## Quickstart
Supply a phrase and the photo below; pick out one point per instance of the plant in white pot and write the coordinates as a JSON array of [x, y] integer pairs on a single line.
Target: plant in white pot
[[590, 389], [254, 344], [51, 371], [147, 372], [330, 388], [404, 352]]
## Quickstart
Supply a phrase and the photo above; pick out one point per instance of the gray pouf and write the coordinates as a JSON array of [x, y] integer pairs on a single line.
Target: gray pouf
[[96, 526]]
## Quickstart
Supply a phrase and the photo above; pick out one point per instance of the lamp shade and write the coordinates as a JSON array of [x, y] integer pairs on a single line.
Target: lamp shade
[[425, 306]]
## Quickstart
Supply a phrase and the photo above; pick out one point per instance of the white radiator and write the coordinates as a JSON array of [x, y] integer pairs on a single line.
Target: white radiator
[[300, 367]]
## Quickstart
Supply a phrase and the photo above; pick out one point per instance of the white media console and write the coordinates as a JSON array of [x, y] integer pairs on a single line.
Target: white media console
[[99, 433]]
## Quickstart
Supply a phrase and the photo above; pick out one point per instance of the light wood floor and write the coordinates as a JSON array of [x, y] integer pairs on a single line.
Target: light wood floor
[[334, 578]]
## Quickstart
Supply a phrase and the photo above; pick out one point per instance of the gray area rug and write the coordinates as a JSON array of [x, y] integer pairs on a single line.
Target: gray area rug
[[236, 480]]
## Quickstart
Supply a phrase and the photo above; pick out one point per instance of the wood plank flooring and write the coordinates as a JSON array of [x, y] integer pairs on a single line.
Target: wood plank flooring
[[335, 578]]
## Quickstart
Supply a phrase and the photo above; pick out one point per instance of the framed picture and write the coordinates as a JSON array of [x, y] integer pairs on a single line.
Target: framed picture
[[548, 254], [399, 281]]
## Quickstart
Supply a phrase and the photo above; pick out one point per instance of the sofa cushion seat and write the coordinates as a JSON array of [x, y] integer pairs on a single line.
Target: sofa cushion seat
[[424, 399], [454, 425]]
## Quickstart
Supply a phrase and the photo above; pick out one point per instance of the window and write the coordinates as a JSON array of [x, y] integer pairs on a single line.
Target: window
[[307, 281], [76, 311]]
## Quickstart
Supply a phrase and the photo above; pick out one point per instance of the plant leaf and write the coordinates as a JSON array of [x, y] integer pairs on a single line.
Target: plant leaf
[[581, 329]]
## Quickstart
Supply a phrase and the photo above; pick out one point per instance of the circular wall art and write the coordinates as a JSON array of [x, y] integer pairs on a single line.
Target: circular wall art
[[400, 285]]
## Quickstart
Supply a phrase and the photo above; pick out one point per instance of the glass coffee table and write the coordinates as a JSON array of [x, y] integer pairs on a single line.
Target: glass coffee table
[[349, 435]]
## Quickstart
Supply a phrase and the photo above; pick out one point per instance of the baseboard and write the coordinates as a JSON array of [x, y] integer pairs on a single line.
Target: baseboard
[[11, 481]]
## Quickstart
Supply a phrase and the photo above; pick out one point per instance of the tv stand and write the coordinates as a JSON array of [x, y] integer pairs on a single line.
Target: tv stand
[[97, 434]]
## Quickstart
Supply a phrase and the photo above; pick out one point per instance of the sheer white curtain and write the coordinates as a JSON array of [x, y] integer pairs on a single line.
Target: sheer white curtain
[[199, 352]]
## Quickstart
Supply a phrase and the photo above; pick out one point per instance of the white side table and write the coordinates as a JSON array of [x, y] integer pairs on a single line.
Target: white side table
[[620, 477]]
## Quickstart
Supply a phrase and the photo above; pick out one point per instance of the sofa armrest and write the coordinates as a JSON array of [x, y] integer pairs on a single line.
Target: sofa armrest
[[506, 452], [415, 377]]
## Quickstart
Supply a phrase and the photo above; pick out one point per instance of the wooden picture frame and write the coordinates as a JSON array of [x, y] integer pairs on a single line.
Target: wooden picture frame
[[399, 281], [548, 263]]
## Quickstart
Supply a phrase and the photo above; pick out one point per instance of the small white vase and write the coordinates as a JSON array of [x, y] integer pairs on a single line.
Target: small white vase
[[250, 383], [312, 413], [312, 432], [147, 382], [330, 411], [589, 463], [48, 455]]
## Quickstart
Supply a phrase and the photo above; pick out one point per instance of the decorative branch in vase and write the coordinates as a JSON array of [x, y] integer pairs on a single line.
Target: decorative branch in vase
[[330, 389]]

[Work to complete] The answer must restate each entry word for word.

[Worked solution]
## Quickstart
Supply a phrase and the photo below; pick out one point per instance of the plant in white pot and write the coordinates as a JSON array of [x, y] integer pairs on a single line.
Target: plant in white pot
[[590, 389], [254, 344], [51, 371], [147, 372], [330, 388], [404, 352]]
## Quickstart
Supply a phrase and the photo above; pick out one point per instance of the gray pouf and write the coordinates as a JSON array of [x, y] integer pairs on a single line.
Target: gray pouf
[[96, 526]]
## Quickstart
Supply a phrase and the photo above; pick out one point per instance of the lamp shade and write the coordinates as a JSON array of [x, y] integer pairs on a single line.
Target: lamp shade
[[425, 306]]
## Quickstart
Supply a phrase and the photo above; pick out one point per instance of the white radiator and write the coordinates as a JSON array of [x, y] integer pairs on a single line.
Target: white radiator
[[300, 367]]
## Quickstart
Supply a phrase and the photo above; pick out one point per instance of the white media console and write the coordinates as a JSON array of [x, y] integer pairs on a single line.
Target: white media console
[[99, 433]]
## Quickstart
Supply a phrase and the photo above; pick out one point per instance of the light wood floor and write the coordinates as a JSON array of [x, y] integer pairs on a single line.
Target: light wood floor
[[334, 578]]
## Quickstart
Supply a phrase and the photo above; pick out one point per instance of the gray area rug and write the coordinates as a JSON array of [x, y] integer pairs on a single line.
Target: gray area rug
[[236, 480]]
## Quickstart
Supply a phrase and the photo above; pick out one point per instance of the wood plank flooring and write the coordinates as a JSON array of [x, y] integer pairs on a single line.
Target: wood plank flooring
[[335, 578]]
## Quickstart
Supply a phrase and the photo above; pick out one point per instance of the framed picture and write the coordinates as a JSON array of [x, y] integer pairs on a single line.
Target: framed picture
[[548, 254], [399, 281]]
## Quickstart
Supply a phrase and the photo above; pick out one point per instance of the sofa cushion seat and write the coordinates as a JSON array of [x, y] integer pairs on a single line.
Target: sofa cushion seat
[[424, 399], [454, 425]]
## Quickstart
Supply a phrase and the photo above; pick out one point per instance of the window and write the coordinates as a JSON array of [x, y] integer pairs on a single line.
Target: window
[[307, 281], [76, 311]]
## Quickstart
Supply a phrase and the photo above; pick out one point per instance of the plant leaf and write the coordinates as a JSON array of [x, y] integer pairs on a single line.
Target: plant leaf
[[581, 329]]
## Quickstart
Supply a phrase and the photo above; pick out one point per instance of the circular wall art and write the coordinates as a JSON array of [x, y] integer pairs on a single line.
Target: circular wall art
[[400, 285]]
## Quickstart
Supply a phrase and the photo above; pick out one point per instance of the glass coffee table and write the coordinates as a JSON array of [x, y] integer pairs on a single line.
Target: glass coffee table
[[349, 435]]
## Quickstart
Supply a phrase and the photo above; pick out one point per instance of the baseboard and write the coordinates as a JSON array of [x, y] integer pairs on a single line.
Target: baseboard
[[11, 481]]
## Quickstart
Supply a phrase and the photo above; pick out one point per instance of the tv stand and write the coordinates as a JSON array of [x, y] integer pairs on a single line.
Target: tv stand
[[97, 434]]
## Quickstart
Supply a phrase and the photo above; pick out one point per instance of the sheer white curtain and write the coordinates as a JSON array of [x, y] integer pairs on a single line.
Target: sheer white curtain
[[199, 352]]
## Quickstart
Supply a phrase and the photo above; pick out one point per instance of the white side table and write the coordinates as a JSON array of [x, y] integer pairs on a single line.
Target: white side table
[[620, 477]]
## Quickstart
Supply a phrase and the photo above; pick out one point per instance of the sofa armrest and write the coordinates as a JSON array of [x, y] integer pairs on a single line.
Target: sofa armrest
[[506, 452], [415, 377]]
## Quickstart
Supply a phrase and the photo above; pick out one point per instance of the wooden picture frame and write the coordinates as a JSON array of [x, y] integer pairs on a single line.
Target: wooden picture frame
[[399, 281], [548, 263]]
## Quickstart
Supply a phrase and the photo above; pick out one point per instance of the small white vase and write the coordinates as a JSON array of [x, y] integer pairs on a single line.
Target: small white vase
[[250, 383], [312, 413], [312, 432], [147, 382], [330, 411], [589, 463], [48, 455]]
## Quickstart
Supply a phrase and the photo above; pick out one point per instance of the decorative branch in vase and write the coordinates as a JSON array of [x, y] integer pairs on a single line.
Target: decorative branch in vase
[[330, 389]]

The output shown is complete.